**What you are asked to do**
Emit the line that holds "target | cap brim" and all lines following it through the end of the data, verbatim, and nothing else.

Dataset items
= = =

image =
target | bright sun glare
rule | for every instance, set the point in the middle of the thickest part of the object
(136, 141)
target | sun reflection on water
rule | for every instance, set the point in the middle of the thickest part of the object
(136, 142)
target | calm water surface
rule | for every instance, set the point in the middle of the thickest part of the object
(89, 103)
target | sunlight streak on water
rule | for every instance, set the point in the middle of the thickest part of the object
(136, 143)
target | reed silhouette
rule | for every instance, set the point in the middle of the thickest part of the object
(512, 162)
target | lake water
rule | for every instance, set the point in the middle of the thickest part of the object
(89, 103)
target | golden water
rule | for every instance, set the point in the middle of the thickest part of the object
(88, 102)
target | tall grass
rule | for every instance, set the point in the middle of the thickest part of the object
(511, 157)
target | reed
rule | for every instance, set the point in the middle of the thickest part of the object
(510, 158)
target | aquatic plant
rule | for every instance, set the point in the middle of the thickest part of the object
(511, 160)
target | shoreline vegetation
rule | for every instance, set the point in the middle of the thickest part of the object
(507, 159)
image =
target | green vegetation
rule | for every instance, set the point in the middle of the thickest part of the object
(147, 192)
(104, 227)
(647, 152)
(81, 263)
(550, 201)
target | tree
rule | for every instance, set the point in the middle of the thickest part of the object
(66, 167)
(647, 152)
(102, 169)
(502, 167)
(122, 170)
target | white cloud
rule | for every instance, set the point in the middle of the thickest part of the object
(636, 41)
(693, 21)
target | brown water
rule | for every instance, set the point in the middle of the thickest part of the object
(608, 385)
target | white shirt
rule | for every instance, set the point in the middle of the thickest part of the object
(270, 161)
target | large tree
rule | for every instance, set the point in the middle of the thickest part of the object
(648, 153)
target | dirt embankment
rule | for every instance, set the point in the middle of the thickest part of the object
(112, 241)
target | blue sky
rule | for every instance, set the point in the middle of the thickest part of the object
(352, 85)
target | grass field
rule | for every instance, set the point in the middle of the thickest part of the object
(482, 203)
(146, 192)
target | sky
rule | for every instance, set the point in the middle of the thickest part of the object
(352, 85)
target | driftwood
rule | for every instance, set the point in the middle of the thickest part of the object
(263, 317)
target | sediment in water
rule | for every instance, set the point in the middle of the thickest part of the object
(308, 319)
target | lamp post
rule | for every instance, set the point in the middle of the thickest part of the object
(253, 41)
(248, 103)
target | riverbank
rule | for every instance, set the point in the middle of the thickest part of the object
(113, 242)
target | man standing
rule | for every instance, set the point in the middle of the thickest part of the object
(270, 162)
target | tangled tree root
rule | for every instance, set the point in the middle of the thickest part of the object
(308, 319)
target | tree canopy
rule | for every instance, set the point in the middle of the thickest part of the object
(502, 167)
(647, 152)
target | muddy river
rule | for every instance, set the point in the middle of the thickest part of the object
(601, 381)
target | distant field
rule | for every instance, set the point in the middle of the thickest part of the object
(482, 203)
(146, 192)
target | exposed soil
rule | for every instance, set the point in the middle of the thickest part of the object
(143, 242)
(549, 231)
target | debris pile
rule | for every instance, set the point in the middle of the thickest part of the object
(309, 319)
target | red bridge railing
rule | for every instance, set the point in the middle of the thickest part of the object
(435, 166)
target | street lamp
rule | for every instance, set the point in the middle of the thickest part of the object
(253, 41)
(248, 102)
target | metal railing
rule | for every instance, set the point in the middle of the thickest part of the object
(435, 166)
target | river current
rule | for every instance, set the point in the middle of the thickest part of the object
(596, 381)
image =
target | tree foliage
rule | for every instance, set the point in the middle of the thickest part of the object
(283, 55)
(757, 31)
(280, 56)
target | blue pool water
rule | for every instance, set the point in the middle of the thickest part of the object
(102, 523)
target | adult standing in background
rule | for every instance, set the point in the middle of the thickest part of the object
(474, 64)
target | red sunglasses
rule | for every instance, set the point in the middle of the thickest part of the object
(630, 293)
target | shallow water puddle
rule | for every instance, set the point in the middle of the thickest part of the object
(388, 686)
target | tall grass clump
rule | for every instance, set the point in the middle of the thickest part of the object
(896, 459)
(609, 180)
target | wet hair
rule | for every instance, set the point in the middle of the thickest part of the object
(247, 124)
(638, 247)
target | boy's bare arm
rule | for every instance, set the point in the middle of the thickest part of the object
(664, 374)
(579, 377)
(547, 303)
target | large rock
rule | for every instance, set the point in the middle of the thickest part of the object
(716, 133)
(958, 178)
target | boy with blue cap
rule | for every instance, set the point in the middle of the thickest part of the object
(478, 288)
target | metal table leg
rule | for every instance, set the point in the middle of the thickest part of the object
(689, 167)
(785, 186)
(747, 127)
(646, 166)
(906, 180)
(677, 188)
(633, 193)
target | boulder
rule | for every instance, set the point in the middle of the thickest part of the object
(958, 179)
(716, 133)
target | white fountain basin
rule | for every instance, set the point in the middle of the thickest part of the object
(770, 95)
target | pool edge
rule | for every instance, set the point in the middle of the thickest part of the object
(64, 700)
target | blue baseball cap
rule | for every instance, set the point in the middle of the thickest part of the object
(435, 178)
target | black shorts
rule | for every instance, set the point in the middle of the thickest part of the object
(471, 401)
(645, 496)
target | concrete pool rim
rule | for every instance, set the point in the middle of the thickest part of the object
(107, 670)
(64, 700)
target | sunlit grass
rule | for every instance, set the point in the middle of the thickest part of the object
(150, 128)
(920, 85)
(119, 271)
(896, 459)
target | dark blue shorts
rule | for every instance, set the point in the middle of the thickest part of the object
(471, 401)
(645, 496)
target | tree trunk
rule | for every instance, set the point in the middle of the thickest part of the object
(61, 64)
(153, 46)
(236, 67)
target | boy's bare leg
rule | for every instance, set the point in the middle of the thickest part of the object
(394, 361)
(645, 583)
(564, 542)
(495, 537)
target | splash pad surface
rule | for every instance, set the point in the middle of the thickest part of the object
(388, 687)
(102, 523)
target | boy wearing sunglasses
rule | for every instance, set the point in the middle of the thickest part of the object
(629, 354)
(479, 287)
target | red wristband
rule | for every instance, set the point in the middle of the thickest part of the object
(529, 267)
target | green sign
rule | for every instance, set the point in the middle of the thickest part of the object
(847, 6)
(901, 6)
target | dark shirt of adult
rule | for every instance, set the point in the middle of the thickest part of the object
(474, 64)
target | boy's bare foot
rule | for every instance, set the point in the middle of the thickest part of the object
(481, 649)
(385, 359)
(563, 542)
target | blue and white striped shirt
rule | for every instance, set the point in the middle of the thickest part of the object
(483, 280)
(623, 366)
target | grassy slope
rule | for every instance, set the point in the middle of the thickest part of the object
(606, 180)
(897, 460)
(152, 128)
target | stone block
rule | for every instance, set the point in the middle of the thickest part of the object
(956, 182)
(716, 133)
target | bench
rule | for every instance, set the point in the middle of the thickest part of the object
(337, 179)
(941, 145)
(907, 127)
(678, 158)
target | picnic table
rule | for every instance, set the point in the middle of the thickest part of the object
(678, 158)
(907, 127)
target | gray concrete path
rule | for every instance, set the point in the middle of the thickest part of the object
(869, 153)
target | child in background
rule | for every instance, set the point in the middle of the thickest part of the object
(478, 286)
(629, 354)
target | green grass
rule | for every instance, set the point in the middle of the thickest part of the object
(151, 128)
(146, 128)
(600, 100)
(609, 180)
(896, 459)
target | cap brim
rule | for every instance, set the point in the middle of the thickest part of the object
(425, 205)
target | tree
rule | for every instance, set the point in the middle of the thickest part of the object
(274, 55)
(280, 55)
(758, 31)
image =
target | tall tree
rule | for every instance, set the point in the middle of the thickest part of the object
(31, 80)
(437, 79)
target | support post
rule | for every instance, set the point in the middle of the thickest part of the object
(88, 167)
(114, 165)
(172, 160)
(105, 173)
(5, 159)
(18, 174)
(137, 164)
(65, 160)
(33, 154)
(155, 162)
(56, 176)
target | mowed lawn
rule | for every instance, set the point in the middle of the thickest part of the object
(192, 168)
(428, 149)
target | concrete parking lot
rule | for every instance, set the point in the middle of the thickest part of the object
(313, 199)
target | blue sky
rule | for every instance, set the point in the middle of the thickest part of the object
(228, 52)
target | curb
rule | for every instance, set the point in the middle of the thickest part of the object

= = =

**Finished task**
target | cap brim
rule | for every instance, set the point in the middle of the thickest part of the object
(425, 205)
target | tree
rule | for every instance, set the point in the middle of the thickest part of the object
(274, 55)
(280, 55)
(758, 31)
image =
target | tall tree
rule | for every instance, set the point in the middle of the thickest part of the object
(31, 80)
(437, 79)
target | support post
rule | for every instance, set the point in the middle of the thickest part of the object
(88, 167)
(114, 165)
(172, 160)
(105, 173)
(5, 159)
(18, 174)
(137, 164)
(65, 160)
(33, 154)
(155, 162)
(56, 176)
target | mowed lawn
rule | for every instance, set the point in the middle of the thickest part of the object
(192, 168)
(428, 149)
target | concrete parking lot
rule | for every instance, set the point in the middle of the thickest part of the object
(313, 199)
target | blue sky
rule | for every instance, set the point in the middle of the thickest part of the object
(228, 52)
target | curb
rule | for every instance, set the point in the middle of the thickest part of the object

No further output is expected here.